— start EXTRACTED DATA —

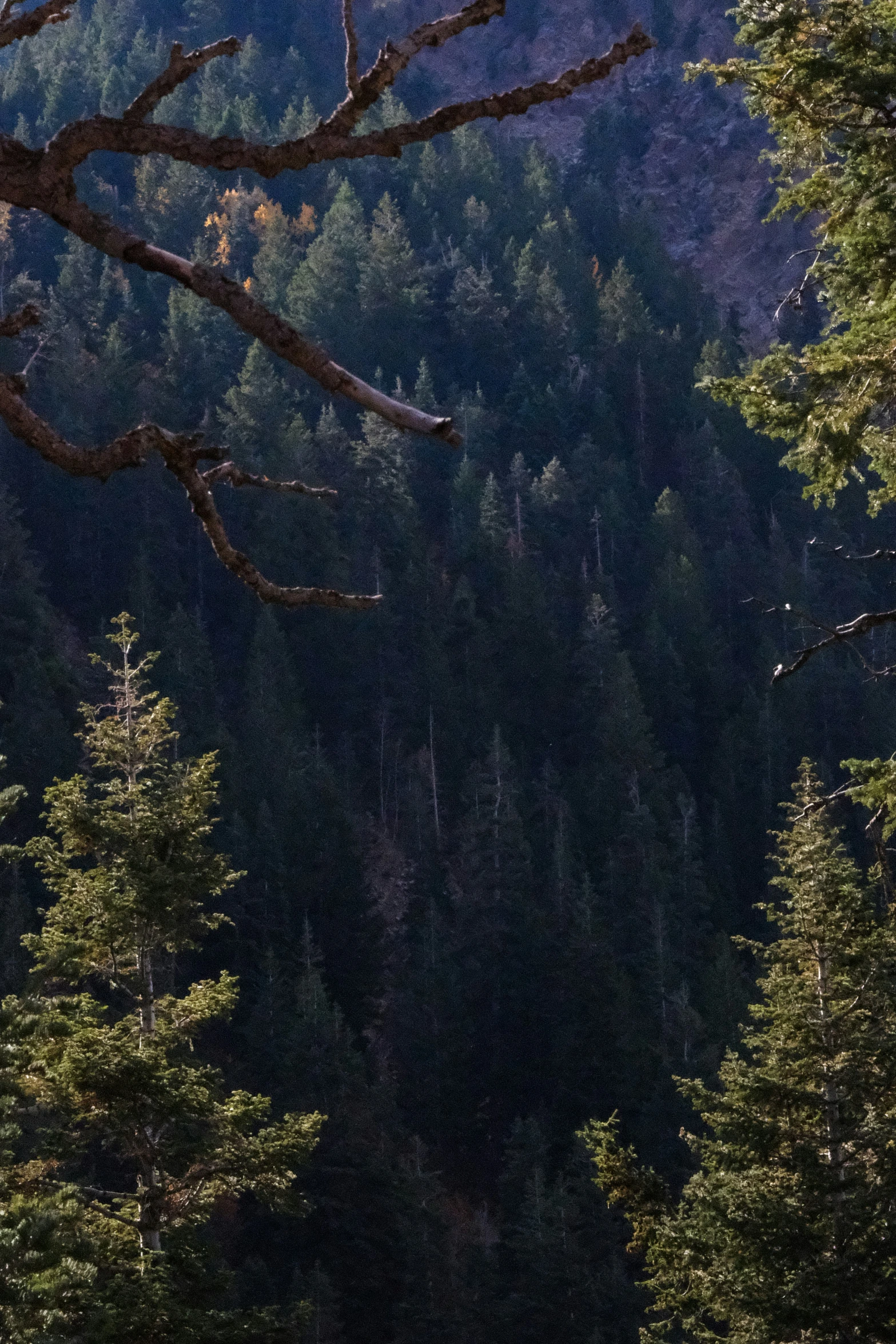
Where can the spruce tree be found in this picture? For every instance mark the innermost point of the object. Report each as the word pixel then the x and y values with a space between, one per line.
pixel 124 1124
pixel 786 1231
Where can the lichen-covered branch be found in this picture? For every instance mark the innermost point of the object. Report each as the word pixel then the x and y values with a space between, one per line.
pixel 42 179
pixel 178 70
pixel 351 47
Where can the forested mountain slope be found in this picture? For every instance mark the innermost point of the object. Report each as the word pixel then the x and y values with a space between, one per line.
pixel 496 832
pixel 690 154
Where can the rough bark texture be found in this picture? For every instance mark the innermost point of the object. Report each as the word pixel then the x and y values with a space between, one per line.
pixel 43 179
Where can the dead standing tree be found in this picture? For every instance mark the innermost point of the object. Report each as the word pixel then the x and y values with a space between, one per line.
pixel 43 181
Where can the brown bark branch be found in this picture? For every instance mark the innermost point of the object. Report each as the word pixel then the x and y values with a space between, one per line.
pixel 841 554
pixel 180 454
pixel 236 476
pixel 179 69
pixel 332 140
pixel 27 25
pixel 15 323
pixel 253 317
pixel 43 181
pixel 351 47
pixel 845 634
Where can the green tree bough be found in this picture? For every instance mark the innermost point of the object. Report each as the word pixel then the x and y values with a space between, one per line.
pixel 786 1230
pixel 45 181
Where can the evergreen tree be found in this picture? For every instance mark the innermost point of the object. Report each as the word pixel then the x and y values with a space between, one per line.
pixel 127 1126
pixel 785 1231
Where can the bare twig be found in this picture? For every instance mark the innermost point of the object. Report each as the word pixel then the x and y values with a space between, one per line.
pixel 47 170
pixel 841 554
pixel 15 323
pixel 351 47
pixel 253 317
pixel 180 454
pixel 43 181
pixel 179 69
pixel 844 634
pixel 27 25
pixel 234 475
pixel 817 804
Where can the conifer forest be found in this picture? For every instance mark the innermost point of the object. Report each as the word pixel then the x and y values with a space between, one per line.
pixel 448 673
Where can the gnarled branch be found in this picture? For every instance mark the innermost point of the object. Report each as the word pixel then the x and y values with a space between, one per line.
pixel 43 181
pixel 237 476
pixel 182 455
pixel 840 553
pixel 845 634
pixel 13 27
pixel 351 46
pixel 179 69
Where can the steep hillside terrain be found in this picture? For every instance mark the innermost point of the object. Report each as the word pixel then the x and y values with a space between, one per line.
pixel 688 154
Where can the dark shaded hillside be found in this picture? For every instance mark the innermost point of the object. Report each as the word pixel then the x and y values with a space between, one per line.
pixel 496 834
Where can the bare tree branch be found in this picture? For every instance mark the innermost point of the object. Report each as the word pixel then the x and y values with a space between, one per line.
pixel 253 317
pixel 179 69
pixel 43 181
pixel 841 554
pixel 845 634
pixel 180 454
pixel 393 59
pixel 234 475
pixel 27 25
pixel 351 47
pixel 50 168
pixel 15 323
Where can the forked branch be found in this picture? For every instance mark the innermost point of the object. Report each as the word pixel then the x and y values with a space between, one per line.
pixel 179 69
pixel 13 27
pixel 182 455
pixel 43 181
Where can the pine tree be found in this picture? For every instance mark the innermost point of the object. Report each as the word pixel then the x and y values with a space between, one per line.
pixel 324 288
pixel 104 1049
pixel 785 1233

— end EXTRACTED DATA —

*PROBLEM TO WORK ON:* Change "innermost point" to "center point" everywhere in the records and write the lines out again with nothing else altered. Leave out the pictures.

*SOLUTION TO THIS EXERCISE:*
Where can the spruce tree be found in this picture? For every instance mark the center point of the object. Report each as the word pixel then the x and y values with a space between, one per line.
pixel 124 1124
pixel 786 1231
Where can the lichen-covered branch be found in this picture? For every instance mark the center point of the object. Report each as the word pixel then the x and y values with a space between, one per line.
pixel 42 179
pixel 178 70
pixel 351 47
Where can the forested mountain slope be found in this picture? For every instance mark the center point of the object. Report each as the word pixel then the x and y values with a space between, one per line.
pixel 496 832
pixel 690 154
Where can the rough bark texture be found in this picture? For every instance mark the center point of the object. Report each as the word pixel then the x and y values with a space between, one per line.
pixel 43 179
Where can the dead standing tree be found in this picture? For every instance mark the center point of the object. Report each as the word pixel then the x and y values with a space between, one per line.
pixel 43 181
Where can the brown bark branch be found in this picture? For every instance mark the center point of the object. Report each as the word pixel then the x and y values with a space between, one per line.
pixel 841 554
pixel 180 454
pixel 236 476
pixel 179 69
pixel 332 140
pixel 27 25
pixel 15 323
pixel 253 317
pixel 43 181
pixel 351 47
pixel 845 634
Where can the green tree bough be found in this picture? For every instance mark the center point of the object. Report each as the word pixel then the x and y values with a space between, one per line.
pixel 786 1230
pixel 45 181
Where can the evergreen tree be found in this picture? For every instance mark the center point of the object. Report each as the word pixel then the x and y values with a space between, one per line.
pixel 127 1126
pixel 785 1231
Where can the bare twig be found in this picture? For every instance mark the center point of the object. Report each as the word pixel then the x and y values with a space between, one per line.
pixel 47 170
pixel 841 554
pixel 15 323
pixel 351 47
pixel 253 317
pixel 180 454
pixel 43 181
pixel 179 69
pixel 844 634
pixel 27 25
pixel 234 475
pixel 817 804
Where can the conifer forest be found in this picture? For every instance mark the center point of the object. Report each as the word pixel then the x and y values with a space between, one per line.
pixel 448 673
Where can the gnarled branch be found in this picture? For every instance mark the center point of the object. Report each as the word pixel then the x and y values with a space between, one per line.
pixel 43 181
pixel 237 476
pixel 182 455
pixel 840 553
pixel 845 634
pixel 13 27
pixel 351 46
pixel 179 69
Where can the steep hillside terrain be found in this picture? For every instance mark the center point of the object. Report each as the word pixel then the x and y values with a space between, one per line.
pixel 688 154
Where can the dark shaded hillside be found in this picture? For every instance mark the center point of the object. Report each as the word pixel then the x and y values with a space between, one per line.
pixel 496 834
Where can the bare tree branch be found in this picture? For every instance mark the center point of the object. Report each as the word pixel then the x and y values with a space between, one per line.
pixel 253 317
pixel 179 69
pixel 43 181
pixel 841 554
pixel 845 634
pixel 180 454
pixel 393 59
pixel 234 475
pixel 27 25
pixel 351 47
pixel 50 168
pixel 15 323
Where can the forked branch be found in this picture? For every instance mark the center point of the object. Report each as the word pixel then the x and y values with a space between, one per line.
pixel 179 69
pixel 13 27
pixel 182 455
pixel 43 181
Where can the pine tree be found in this picture? For every instance mark the center point of the object. Report each as the word pixel then the x and y values with a space between, one per line.
pixel 324 288
pixel 104 1049
pixel 785 1233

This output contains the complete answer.